# Aufgaben
[A] Welche maximale Förderleistung wird in der Forumsdiskussion über die Laing-Pumpen für die Plus angegeben?
[B] Schreibe aus der Forumsdiskussion über die Laing-Pumpen den Abschnitt ab, der mit den Worten „Wie schon der“ beginnt und nach „80x80x25mm (Ohne Anschlüsse)“ endet.
[C] Führe die Forumsdiskussion über die Laing-Pumpen im Anschluss an ihre letzte Zeile weiter.

# Gegebener Text
§
# Unterschied Laing DDC-1RT/Plus & Ultra



## ED101 (1. Oktober 2007)

Wie schon der Titel sagt, was gibt es für ein Unterschied zwischen den beiden Pumpen, ausser das die Ultra nen Plexideckel hat? Kann irgendwie nix finden.


----------



## GoZoU (1. Oktober 2007)

*Ultra:*
Technische Daten:
Abmaße: (BxTxH) 62x62x38mm (Ohne Anschlüsse)
Abmaße Plexi Aufsatz: 80x80x25mm (Ohne Anschlüsse)
Motorbauart: Elektronisch kommutierter Kugelmotor
Nennspannung: 12 V DC Gleichspannung
Gewicht: 400g
Spannungsbereich 6 bis 13,2 Volt
Förderhöhe bei 12V: 4,7m
max. Förderleistung: 600L/h
Material: Röhm Plexiglas GS
Fördermedien: Wasser, Wasser-/Glykol-Gemische*
Max. Systemtemperatur: 60ø C
Medienberührende Teile: Edelstahl 1.4571, PPS-GF40, EPDM O-Ringe,
Aluminiumoxid, Hartkohle
Anschlüsse: 2x 1/4" Schlauchanschluss


*Plus:*

Abmaße: (BxTxH) 62x62x38mm (Ohne Anschlüsse)
Motorbauart: Elektronisch kommutierter Kugelmotor
Nennleistungsaufnahme: 18Watt
Nennspannung: 12 V DC Gleichspannung
Zul. Spannungsbereich 6 bis 13,2 Volt
Förderhöhe bei 12V: 4,7m
max. Förderleistung: 500L/h
Fördermedien: Wasser, Wasser-/Glykol-Gemische*
Max. Systemtemperatur: 60° C
Medienberührende Teile: Edelstahl 1.4571, PPS-GF40, EPDM O-Ringe,
Aluminiumoxid, Hartkohle
Anschlüsse: 2x G1/4" Außengewinde

MfG
GoZoU


----------



## ED101 (1. Oktober 2007)
§
# Gegebene Daten
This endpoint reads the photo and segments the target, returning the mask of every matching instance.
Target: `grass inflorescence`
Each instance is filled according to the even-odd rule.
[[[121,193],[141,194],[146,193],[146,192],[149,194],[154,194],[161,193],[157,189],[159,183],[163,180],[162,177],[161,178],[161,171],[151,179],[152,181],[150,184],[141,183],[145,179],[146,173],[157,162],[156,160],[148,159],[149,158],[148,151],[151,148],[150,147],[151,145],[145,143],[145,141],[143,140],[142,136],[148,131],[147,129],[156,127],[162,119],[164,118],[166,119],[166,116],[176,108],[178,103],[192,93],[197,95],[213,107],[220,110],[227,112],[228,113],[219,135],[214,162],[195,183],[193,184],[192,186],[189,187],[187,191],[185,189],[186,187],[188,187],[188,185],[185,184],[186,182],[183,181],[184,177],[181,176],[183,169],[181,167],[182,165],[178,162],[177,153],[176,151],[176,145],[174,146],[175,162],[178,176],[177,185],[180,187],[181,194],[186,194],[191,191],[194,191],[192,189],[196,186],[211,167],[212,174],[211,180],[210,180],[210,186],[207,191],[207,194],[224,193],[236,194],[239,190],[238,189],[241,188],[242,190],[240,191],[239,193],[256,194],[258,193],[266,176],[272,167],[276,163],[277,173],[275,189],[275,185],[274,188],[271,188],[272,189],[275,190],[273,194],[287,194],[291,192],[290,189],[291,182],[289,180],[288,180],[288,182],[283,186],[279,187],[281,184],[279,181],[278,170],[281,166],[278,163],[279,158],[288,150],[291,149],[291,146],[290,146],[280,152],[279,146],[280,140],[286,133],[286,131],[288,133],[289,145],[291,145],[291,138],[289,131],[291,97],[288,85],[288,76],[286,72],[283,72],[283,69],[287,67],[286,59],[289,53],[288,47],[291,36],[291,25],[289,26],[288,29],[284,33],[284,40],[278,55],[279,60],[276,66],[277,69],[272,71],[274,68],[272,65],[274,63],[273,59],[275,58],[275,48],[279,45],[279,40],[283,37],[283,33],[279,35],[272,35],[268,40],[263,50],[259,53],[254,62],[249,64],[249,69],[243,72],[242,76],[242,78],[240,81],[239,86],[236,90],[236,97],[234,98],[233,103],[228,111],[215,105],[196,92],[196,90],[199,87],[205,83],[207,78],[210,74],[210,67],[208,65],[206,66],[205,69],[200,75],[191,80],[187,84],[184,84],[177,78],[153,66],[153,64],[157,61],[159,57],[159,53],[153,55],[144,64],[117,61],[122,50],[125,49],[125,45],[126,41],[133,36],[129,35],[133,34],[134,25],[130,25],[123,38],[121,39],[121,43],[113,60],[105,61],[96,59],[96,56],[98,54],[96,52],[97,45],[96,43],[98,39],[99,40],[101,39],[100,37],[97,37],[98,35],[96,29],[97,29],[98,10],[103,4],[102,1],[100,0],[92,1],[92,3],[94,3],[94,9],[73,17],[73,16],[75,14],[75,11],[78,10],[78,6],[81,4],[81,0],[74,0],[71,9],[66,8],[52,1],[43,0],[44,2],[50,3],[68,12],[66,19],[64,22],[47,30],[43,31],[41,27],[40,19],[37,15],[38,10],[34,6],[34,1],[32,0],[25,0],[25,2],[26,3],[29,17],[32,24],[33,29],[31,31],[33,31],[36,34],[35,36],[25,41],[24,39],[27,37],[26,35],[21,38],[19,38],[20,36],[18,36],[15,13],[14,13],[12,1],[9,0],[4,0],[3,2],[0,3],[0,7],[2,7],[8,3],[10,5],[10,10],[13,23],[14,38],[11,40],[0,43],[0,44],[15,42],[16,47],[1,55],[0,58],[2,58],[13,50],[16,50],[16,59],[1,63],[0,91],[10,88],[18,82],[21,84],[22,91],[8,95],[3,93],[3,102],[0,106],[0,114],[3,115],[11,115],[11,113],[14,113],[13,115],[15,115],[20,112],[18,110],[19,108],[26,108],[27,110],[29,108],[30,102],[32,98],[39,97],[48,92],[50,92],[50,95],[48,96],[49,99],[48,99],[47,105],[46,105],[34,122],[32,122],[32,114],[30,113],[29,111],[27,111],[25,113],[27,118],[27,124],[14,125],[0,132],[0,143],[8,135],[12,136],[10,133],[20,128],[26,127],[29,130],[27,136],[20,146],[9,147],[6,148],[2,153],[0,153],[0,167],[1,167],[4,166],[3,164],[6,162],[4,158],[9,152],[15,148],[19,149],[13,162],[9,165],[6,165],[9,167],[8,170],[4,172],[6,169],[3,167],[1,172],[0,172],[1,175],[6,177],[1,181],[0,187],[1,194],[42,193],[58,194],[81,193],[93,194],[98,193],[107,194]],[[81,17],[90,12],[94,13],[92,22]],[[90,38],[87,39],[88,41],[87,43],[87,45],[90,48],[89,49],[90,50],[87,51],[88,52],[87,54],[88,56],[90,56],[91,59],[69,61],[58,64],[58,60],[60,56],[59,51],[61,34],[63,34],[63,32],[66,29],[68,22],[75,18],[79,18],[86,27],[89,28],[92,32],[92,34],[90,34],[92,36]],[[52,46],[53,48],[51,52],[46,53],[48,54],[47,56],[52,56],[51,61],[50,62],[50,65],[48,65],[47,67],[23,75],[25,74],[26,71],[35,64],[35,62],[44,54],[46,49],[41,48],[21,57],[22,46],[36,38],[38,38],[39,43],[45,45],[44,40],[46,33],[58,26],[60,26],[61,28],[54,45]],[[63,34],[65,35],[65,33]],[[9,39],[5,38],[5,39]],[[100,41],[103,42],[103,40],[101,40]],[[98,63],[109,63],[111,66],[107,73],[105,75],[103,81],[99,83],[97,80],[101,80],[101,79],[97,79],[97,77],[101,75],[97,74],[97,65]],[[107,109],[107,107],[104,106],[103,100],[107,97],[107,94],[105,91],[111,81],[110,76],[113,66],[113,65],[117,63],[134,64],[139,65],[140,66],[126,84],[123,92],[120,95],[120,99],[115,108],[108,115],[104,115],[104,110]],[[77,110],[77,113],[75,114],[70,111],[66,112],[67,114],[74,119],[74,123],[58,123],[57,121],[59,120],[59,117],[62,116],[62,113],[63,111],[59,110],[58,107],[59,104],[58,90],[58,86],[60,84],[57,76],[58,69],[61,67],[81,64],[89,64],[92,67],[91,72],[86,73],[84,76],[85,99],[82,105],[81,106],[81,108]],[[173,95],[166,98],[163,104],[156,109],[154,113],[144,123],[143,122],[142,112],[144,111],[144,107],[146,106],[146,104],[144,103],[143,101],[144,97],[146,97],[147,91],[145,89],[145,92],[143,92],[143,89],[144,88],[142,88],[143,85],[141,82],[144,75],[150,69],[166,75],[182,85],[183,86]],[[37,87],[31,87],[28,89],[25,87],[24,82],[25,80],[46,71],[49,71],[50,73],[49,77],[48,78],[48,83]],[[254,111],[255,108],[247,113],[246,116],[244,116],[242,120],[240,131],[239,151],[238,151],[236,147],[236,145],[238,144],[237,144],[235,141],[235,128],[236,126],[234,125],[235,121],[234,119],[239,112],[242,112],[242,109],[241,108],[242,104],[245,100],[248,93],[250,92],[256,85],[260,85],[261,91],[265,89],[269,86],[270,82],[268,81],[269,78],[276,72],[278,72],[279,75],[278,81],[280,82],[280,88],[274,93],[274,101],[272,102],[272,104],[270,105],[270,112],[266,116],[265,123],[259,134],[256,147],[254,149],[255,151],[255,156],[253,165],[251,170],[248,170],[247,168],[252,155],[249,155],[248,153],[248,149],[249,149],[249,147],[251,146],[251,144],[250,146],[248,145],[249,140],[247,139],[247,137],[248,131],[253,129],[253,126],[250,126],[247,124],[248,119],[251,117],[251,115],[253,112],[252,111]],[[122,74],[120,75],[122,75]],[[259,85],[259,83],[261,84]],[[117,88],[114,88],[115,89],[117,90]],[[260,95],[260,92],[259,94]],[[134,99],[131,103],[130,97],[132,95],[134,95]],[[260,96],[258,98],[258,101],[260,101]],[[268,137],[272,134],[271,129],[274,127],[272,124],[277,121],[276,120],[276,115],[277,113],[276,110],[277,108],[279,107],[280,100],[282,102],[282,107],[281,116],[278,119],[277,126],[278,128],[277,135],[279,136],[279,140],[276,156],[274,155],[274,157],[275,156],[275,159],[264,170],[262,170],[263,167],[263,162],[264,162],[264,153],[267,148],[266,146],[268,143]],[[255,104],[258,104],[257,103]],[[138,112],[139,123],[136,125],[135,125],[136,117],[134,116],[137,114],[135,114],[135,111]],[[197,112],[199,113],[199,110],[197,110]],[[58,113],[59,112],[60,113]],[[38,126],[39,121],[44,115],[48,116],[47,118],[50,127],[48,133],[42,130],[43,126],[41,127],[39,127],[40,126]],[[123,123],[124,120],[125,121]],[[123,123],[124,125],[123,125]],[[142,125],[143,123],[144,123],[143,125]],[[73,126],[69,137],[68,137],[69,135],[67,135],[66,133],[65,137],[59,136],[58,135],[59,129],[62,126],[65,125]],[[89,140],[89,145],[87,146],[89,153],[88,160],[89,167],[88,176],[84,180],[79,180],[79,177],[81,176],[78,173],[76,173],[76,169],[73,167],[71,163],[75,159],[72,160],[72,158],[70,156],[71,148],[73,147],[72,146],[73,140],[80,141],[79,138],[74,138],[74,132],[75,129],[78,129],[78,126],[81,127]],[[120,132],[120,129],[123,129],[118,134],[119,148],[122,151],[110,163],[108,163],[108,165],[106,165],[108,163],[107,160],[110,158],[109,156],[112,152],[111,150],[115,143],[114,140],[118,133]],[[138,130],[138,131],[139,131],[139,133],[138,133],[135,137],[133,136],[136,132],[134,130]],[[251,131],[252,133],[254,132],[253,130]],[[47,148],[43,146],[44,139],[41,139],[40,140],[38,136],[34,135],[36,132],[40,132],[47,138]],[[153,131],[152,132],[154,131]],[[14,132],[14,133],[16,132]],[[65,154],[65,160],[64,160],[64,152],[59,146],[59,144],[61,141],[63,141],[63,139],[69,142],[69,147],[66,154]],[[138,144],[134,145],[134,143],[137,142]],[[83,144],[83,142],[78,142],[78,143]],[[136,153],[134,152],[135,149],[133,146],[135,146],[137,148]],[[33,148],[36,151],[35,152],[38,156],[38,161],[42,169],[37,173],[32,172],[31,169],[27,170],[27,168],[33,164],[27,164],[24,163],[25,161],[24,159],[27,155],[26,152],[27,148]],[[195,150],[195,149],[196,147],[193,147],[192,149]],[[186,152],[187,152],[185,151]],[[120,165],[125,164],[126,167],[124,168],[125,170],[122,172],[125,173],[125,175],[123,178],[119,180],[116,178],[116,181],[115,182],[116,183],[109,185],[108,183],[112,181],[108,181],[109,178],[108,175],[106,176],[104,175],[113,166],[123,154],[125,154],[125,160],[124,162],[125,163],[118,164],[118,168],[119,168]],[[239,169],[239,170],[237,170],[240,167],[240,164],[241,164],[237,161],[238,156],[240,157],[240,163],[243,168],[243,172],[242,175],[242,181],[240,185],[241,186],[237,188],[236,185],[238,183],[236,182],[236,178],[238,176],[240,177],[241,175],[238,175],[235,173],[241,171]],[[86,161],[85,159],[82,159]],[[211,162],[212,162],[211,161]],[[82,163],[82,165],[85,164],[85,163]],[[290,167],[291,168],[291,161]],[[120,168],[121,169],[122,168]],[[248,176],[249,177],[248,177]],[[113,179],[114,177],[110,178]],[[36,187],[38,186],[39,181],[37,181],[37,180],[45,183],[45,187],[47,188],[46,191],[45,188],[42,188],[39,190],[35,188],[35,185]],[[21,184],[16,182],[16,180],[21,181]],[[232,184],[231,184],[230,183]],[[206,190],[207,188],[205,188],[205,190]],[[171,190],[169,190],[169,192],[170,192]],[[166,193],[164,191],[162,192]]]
§
# Lösungen
[A] Die maximale Förderleistung der Plus beträgt 500 L/h.

[B]
Wie schon der Titel sagt, was gibt es für ein Unterschied zwischen den beiden Pumpen, ausser das die Ultra nen Plexideckel hat? Kann irgendwie nix finden.


----------



## GoZoU (1. Oktober 2007)

*Ultra:*
Technische Daten:
Abmaße: (BxTxH) 62x62x38mm (Ohne Anschlüsse)
Abmaße Plexi Aufsatz: 80x80x25mm (Ohne Anschlüsse)

[C]
Ahh okay, hatte nur bei Caseking geschaut und da sind beide mit 600l/h angegeben


----------



## GoZoU (1. Oktober 2007)

Schau doch mal bei Aquatuning, die sind zwar nicht mehr die günstigsten, aber ihr Support und die Artikelbeschreibungen sind echt spitze 

MfG
GoZoU


----------



## Morytox (1. Oktober 2007)

und wo liegt speziell der unterschied zwischen Pro und Ultra ?


----------



## ED101 (2. Oktober 2007)

*Technische Daten:* 
Abmaße: (BxTxH) 62x62x38mm (Ohne Anschlüsse) 
Abmaße Plexi Aufsatz: 80x80x25mm (Ohne Anschlüsse) 
Motorbauart: Elektronisch kommutierter Kugelmotor
Nennspannung: 12 V DC Gleichspannung
Zul. Spannungsbereich 6 bis 13,2 Volt
Förderhöhe bei 12V: 3,7m
max. Förderleistung: 420L/h
Fördermedien: Wasser, Wasser-/Glykol-Gemische*
Max. Systemtemperatur: 60ø C
Medienberührende Teile: Edelstahl 1.4571, PPS-GF40, EPDM O-Ringe, 
Aluminiumoxid, Hartkohle
Anschlüsse: 2x 1/4" Schlauchanschluss 

*Ultra:
*Technische Daten:
Abmaße: (BxTxH) 62x62x38mm (Ohne Anschlüsse)
Abmaße Plexi Aufsatz: 80x80x25mm (Ohne Anschlüsse)
Motorbauart: Elektronisch kommutierter Kugelmotor
Nennspannung: 12 V DC Gleichspannung
Spannungsbereich 6 bis 13,2 Volt
Förderhöhe bei 12V: 4,7m
max. Förderleistung: 600L/h
Material: Röhm Plexiglas GS
Fördermedien: Wasser, Wasser-/Glykol-Gemische*
Max. Systemtemperatur: 60ø C
Medienberührende Teile: Edelstahl 1.4571, PPS-GF40, EPDM O-Ringe,
Aluminiumoxid, Hartkohle
Anschlüsse: 2x 1/4" Schlauchanschluss

Also Förderleistung + Höhe wenn ich davon ausgehe das Aquatuning die richtigen Angaben hat.


----------



## Marbus16 (3. Oktober 2007)

Und wie soll man die modden können?


----------



## GoZoU (4. Oktober 2007)

Liest du hier 

klick


----------



## Wassercpu (9. Oktober 2007)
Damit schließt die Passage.